## Task inputs
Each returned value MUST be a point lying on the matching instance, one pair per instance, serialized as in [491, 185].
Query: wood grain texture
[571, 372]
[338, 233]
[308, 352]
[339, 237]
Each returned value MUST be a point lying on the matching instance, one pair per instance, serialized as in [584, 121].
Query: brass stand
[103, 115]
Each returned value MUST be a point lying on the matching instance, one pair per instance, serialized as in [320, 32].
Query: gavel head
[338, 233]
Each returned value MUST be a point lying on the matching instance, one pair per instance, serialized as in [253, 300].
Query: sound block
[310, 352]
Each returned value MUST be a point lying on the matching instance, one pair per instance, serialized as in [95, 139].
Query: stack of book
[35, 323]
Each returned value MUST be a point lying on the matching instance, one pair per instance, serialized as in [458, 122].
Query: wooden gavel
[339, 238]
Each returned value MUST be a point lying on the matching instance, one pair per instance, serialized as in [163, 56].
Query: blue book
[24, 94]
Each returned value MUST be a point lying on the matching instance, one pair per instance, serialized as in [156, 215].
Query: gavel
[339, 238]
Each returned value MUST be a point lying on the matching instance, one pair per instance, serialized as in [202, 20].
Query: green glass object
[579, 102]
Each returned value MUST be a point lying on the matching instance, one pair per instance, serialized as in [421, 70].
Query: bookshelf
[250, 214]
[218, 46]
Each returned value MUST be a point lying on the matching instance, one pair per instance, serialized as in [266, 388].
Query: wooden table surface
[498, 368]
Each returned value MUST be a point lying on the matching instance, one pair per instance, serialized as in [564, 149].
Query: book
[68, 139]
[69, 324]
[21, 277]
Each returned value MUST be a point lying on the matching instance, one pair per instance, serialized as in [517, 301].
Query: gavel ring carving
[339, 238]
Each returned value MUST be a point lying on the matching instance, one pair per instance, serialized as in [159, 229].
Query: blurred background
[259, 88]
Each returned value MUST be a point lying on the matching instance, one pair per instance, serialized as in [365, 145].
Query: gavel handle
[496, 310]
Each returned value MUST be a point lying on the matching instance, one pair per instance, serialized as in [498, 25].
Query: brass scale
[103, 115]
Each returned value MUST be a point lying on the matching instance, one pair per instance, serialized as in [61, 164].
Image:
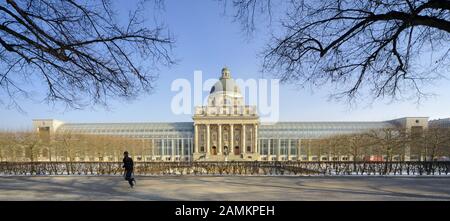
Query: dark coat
[128, 163]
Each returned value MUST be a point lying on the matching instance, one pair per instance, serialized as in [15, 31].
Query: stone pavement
[224, 188]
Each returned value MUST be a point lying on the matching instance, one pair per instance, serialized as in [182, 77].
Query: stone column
[219, 137]
[255, 143]
[207, 139]
[289, 149]
[153, 147]
[231, 148]
[195, 138]
[174, 147]
[243, 139]
[182, 147]
[278, 149]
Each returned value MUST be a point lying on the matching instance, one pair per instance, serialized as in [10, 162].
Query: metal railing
[273, 168]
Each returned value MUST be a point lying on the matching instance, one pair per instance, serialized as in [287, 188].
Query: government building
[227, 129]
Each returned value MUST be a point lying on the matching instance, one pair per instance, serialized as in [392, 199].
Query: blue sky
[207, 40]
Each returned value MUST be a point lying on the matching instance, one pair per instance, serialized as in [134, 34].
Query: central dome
[226, 84]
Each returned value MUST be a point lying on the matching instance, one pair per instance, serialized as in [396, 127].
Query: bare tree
[78, 50]
[373, 47]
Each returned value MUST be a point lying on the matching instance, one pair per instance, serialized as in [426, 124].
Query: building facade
[227, 129]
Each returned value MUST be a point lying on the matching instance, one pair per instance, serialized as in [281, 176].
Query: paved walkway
[226, 188]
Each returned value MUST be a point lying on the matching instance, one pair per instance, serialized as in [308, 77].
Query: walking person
[128, 165]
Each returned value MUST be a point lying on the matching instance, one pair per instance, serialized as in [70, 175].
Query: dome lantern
[225, 73]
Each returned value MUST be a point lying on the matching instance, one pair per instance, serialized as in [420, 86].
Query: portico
[226, 127]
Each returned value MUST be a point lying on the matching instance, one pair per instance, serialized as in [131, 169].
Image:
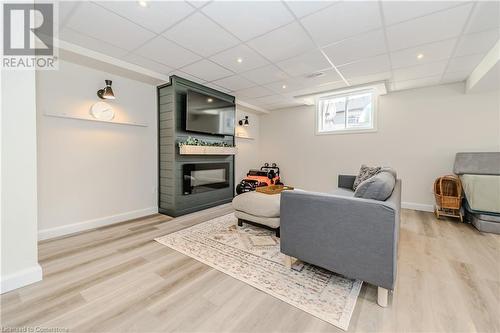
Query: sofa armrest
[346, 181]
[351, 236]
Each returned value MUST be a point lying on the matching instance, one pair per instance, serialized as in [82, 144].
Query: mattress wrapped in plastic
[482, 192]
[487, 163]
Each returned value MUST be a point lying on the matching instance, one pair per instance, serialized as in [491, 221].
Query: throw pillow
[365, 172]
[378, 187]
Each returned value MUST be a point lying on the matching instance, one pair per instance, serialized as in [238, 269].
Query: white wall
[93, 173]
[19, 256]
[419, 132]
[248, 149]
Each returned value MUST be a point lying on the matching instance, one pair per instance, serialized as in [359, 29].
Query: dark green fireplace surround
[171, 130]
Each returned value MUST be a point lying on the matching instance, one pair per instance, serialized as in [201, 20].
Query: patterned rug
[252, 255]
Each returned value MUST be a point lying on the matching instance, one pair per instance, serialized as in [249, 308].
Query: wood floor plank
[118, 279]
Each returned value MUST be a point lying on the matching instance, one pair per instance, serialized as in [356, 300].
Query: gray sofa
[355, 237]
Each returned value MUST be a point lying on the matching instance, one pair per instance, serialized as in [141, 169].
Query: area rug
[252, 255]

## Exercise directions
Can you convert every item above into a two-column CSV with the headers "prompt" and "points", one row per item? Put each item's text and its answer in one quoted field apiece, turn line breaks into spaces, and leave the pictures out.

## Completed task
prompt,points
"Each returned value MUST be a point lying on the matching instance, one pair per instance, serialized as in [491, 185]. Query: wood grain texture","[571, 372] [338, 233] [308, 352] [339, 237]"
"Each returned value MUST be a point lying on the matching instance, one pair per instance, serialized as in [584, 121]. Query: brass stand","[103, 115]"
"Each returned value MUST be a point lying on the matching instance, one pair per instance, serialized as in [320, 32]. Query: gavel head","[338, 233]"
"Each returned value MUST be a point lying on the matching instance, one pair per instance, serialized as in [253, 300]. Query: sound block","[310, 352]"
"Each returned value MUST be a point lying on the matching instance, one pair per instance, serialized as in [95, 139]. Query: stack of book","[35, 323]"
"Each returned value MUST be a point lying on the matching instance, one pair per instance, serialized as in [458, 122]. Query: wooden gavel","[339, 238]"
"Each returned value MUST be a point lying on the matching instance, one pair per instance, serialized as in [163, 56]. Query: blue book","[24, 94]"
"Each returned value MUST be a point lying on the matching instance, one pair per instance, serialized as in [156, 215]. Query: gavel","[339, 238]"
"Each returned value MUST be a point lying on the matching instance, one pair per instance, serialized as in [202, 20]. Query: green glass object","[579, 102]"
"Each returned value MUST be a point lying on the matching instance, one pair per instance, serialized as in [421, 70]. Query: bookshelf","[250, 214] [218, 46]"
"Each returned value MUST be a point lying on the matching instance, one pair per instance, serialized as in [266, 388]. Query: wooden table surface","[498, 368]"
"Each returned value MUST be a point lying on the matching instance, one pair per instance, serialized as in [564, 149]. Query: book","[68, 139] [69, 324] [21, 277]"
"Each returned value MUST be a point lying on the matching instance, one pair per instance, serialized as in [517, 301]. Query: gavel ring carving","[339, 238]"
"Each returned value MUST be a point lying on the matching instance, one pair per instance, serialized as in [159, 229]. Query: blurred background","[259, 88]"
"Each returned value MUST be a point lying on the matching instance, one pair per instance, serialized as in [365, 145]. Query: gavel handle","[496, 310]"
"Each returned value MUST be a point lying on the matching instance, one pair per instance, serialized as in [498, 25]. Query: brass scale","[103, 115]"
"Each returned value MUST be a point lying on the matching instance, one pair per instance, serialized as in [61, 164]. Image: Query: dark coat","[128, 163]"
"Each returned value MUST be a point lying on the matching instance, one pair per instance, serialized as in [15, 31]. Query: stone pavement","[224, 188]"
"Each returned value MUST be a point lying on the matching instance, one pair per instance, serialized as in [182, 77]. Query: stone column","[219, 137] [255, 143] [207, 139] [289, 149] [153, 147] [231, 148] [195, 138] [174, 147] [243, 139] [182, 147] [278, 149]"
"Each returned value MUST be a point lying on the matching instance, one pair per instance, serialized as in [10, 162]. Query: metal railing","[273, 168]"
"Each returned value MUST be a point lying on the matching instance, one pair per instance, serialized as in [287, 188]. Query: government building","[227, 129]"
"Each returned value MUST be a point lying on the matching instance, one pair per instance, serialized as in [392, 199]. Query: blue sky","[207, 40]"
"Each returned value MUST be a point lying on the matching instance, one pair per instance, serialized as in [134, 34]. Query: central dome","[226, 84]"
"Each returned value MUST be a point lying on the matching instance, one pair per instance, serialized as in [396, 127]. Query: bare tree","[78, 50] [373, 47]"
"Each returned value MUST be a point lying on the matching instance, one pair per instance, serialized as in [426, 124]. Query: building facade","[227, 129]"
"Each returned value MUST be a point lying on the matching instance, one pair per instance, serialized as in [281, 176]. Query: paved walkway","[226, 188]"
"Each returned value MUST be a point lying on the matching instance, one pair per instance, serialized as in [308, 77]. Query: walking person","[128, 165]"
"Each returned value MUST be a point lying on the matching instance, one pair per instance, serialized as in [70, 175]. Query: dome lantern","[225, 73]"
"Each returned value MUST be a point lying on the matching instance, one pair per instance, serialized as in [420, 86]. Query: portico","[226, 127]"
"Each returned value MUST be a point lying on the matching instance, one pair per instance, serialized as in [131, 169]. Image: Query: sofa armrest","[346, 181] [351, 236]"
"Each returned value MUST be a point lying on the matching instance, one pair per instance, serialized as in [82, 144]. Query: mattress wrapped in plastic","[482, 192] [487, 163]"
"Each returned value MUST be a point lying on the matching instance, one pair per instance, serialized as in [491, 221]. Query: throw pillow","[365, 172] [378, 187]"
"Each returned value MUST be a point lying on the matching instance, one pair per instance, serialized as in [238, 269]. Query: white wall","[93, 173] [19, 256] [419, 132] [248, 149]"
"Each returned value MUST be a point lying on the matching instance, one pair per instance, serialized as in [359, 29]. Query: dark green fireplace surround","[171, 130]"
"Each returned value MUST be a point lying on the matching instance, one pair per instance, serialized as in [201, 20]. Query: patterned rug","[252, 255]"
"Each returned value MUST be a point lying on the matching instance, one pair per instance, serialized as in [249, 308]. Query: wood floor plank","[118, 279]"
"Each returned value MUST be a point lying on the matching instance, one pair per instance, serialized as in [356, 300]. Query: gray sofa","[355, 237]"
"Each returned value MUST be a point lying on the matching instance, one pair per instance, serialized as in [141, 169]. Query: area rug","[252, 255]"